→ Point annotation dataset records
↓
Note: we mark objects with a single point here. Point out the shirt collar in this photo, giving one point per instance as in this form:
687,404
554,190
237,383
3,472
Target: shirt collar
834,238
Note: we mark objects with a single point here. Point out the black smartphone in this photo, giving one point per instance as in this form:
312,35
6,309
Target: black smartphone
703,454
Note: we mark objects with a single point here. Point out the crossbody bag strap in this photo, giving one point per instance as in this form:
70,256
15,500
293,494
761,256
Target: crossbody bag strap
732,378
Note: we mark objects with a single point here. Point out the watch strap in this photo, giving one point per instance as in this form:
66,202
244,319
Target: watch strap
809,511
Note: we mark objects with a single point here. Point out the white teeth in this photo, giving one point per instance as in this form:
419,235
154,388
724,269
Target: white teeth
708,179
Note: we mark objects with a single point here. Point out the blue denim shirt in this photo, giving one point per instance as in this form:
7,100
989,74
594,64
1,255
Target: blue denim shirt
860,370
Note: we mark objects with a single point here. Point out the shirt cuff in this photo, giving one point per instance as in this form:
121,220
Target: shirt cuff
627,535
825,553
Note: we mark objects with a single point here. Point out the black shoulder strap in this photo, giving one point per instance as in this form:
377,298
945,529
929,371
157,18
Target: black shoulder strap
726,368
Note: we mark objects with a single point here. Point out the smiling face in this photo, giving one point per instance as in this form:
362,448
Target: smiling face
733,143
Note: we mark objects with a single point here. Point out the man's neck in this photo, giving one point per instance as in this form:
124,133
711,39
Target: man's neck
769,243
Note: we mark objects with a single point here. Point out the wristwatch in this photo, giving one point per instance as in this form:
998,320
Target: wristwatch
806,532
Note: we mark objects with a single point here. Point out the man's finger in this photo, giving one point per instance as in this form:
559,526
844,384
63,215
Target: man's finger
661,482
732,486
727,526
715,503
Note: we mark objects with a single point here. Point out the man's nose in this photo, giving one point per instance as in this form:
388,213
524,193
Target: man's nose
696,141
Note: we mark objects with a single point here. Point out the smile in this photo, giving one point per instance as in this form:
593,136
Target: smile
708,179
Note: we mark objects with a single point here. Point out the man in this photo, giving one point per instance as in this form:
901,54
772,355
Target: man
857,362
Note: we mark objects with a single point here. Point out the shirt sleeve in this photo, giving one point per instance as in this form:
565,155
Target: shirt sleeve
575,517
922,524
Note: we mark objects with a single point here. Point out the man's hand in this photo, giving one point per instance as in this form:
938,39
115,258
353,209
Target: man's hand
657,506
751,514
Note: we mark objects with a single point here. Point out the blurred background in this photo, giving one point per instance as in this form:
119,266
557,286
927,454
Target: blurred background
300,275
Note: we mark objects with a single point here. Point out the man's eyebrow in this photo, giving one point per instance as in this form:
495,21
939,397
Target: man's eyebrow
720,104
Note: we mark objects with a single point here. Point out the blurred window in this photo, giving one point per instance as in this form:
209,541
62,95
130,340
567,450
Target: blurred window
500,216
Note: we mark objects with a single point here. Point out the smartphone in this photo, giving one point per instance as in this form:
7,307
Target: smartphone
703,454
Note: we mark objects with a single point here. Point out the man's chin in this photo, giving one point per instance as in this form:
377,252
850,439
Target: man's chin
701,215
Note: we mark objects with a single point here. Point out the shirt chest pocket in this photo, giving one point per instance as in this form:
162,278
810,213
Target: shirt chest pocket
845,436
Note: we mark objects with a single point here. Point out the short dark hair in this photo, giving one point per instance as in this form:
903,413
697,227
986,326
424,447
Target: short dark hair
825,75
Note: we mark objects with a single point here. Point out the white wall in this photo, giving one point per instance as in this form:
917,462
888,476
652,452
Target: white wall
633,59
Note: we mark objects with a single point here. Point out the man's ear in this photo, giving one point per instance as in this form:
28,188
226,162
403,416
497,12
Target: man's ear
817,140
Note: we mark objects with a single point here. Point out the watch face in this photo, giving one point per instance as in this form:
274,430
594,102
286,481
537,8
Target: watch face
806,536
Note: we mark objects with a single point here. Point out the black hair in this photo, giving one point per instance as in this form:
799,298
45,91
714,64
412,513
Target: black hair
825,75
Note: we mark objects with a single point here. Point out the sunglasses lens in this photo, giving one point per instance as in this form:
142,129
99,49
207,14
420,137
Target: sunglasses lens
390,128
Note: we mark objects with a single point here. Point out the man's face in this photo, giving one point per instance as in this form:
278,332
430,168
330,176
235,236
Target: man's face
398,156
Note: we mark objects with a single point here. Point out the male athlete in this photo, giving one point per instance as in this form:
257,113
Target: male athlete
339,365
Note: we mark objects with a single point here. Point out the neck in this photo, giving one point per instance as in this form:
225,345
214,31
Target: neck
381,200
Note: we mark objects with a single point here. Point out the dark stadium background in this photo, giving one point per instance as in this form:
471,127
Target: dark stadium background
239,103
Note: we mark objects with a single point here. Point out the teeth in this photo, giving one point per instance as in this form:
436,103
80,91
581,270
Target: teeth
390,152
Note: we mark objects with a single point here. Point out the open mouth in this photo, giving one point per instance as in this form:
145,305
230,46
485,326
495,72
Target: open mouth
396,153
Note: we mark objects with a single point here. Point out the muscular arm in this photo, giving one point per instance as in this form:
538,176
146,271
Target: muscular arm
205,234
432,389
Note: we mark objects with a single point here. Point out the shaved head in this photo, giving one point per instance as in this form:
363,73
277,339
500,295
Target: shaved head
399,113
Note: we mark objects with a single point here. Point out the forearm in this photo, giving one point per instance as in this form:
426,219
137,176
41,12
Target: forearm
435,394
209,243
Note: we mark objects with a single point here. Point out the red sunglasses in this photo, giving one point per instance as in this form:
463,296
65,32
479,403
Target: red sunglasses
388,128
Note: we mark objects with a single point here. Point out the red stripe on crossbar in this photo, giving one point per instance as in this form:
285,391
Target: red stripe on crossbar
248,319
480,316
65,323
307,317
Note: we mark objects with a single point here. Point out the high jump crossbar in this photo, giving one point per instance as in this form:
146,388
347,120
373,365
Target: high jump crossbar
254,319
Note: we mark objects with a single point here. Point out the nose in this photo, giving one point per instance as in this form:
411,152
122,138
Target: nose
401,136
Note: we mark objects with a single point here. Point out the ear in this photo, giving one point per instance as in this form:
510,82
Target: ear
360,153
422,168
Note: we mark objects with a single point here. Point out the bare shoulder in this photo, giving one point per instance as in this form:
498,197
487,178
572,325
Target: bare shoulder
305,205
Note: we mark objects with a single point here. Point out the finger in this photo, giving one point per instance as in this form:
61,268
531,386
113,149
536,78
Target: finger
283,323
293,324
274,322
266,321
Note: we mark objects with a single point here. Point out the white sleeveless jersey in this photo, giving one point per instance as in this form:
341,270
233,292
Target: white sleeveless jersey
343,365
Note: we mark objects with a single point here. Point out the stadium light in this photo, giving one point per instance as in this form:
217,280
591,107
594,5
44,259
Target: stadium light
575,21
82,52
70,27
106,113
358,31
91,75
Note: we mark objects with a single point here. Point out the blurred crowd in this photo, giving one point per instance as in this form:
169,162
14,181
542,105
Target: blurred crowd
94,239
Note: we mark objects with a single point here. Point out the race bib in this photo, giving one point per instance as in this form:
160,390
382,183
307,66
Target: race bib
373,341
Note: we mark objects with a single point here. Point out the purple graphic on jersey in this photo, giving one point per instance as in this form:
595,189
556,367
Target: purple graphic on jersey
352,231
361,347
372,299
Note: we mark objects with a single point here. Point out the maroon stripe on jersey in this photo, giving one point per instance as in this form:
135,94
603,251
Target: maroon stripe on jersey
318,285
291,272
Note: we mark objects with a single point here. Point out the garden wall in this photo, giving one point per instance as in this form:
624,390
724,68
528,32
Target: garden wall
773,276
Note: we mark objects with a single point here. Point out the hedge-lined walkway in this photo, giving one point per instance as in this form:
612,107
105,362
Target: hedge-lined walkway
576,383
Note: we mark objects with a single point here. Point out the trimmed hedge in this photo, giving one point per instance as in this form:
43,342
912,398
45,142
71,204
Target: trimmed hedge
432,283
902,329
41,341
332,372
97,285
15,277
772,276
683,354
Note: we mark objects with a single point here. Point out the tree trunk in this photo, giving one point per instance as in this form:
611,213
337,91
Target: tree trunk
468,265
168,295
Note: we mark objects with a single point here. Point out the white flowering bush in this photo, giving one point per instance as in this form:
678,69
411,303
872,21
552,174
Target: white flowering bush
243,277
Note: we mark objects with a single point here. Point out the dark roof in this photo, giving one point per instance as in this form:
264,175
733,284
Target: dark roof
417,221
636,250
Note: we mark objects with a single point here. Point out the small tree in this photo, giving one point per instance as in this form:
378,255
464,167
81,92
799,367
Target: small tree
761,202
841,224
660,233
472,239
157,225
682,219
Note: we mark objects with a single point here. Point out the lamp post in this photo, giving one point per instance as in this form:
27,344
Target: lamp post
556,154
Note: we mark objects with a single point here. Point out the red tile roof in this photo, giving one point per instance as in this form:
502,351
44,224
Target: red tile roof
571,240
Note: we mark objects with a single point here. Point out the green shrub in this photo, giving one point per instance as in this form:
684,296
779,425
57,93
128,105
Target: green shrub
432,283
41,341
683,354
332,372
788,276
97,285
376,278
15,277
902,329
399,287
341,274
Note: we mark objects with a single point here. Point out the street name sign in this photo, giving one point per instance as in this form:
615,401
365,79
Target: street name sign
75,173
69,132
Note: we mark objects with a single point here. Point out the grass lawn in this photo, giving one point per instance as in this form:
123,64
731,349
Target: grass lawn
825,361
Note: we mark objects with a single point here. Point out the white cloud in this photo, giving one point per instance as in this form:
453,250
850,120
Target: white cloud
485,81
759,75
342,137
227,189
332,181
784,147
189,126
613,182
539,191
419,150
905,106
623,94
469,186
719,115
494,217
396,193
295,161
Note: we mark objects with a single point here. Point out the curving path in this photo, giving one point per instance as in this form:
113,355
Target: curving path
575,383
↑
→ PROBLEM TO SOLVE
Only the lines from the one that contains "out the green" through the last line should be repeated, each exactly as it stands, with both ends included.

→ SOLUTION FOR THIS EXERCISE
Note: we mark objects with a single point here. Point out the green shrub in this photo, giving one point per instance as in this form:
684,296
779,425
57,93
128,105
Target: green shrub
432,283
41,341
683,354
332,372
788,276
97,285
376,278
15,277
902,329
399,287
341,274
Note: we mark objects with a single point here. Point out the street name sign in this photo, giving one point per instance as in this form:
615,401
365,79
Target: street name sign
75,173
69,132
Note: we mark objects with a single point here. Point out the grass lawn in this photo, giving one point per instance as in this form:
123,64
731,349
Target: grass lawn
825,361
Note: we mark objects with a single point here. Point out the white cloud in this photo, giving one point per instance as in this form:
453,250
850,120
Target: white cloud
485,81
759,75
342,137
227,189
332,181
784,147
189,126
613,182
539,191
419,150
905,106
623,94
469,186
719,115
494,217
396,193
295,161
Note: we mark objects with a single point here. Point out the curving path in this photo, giving one point per instance as in this form:
113,355
Target: curving path
575,383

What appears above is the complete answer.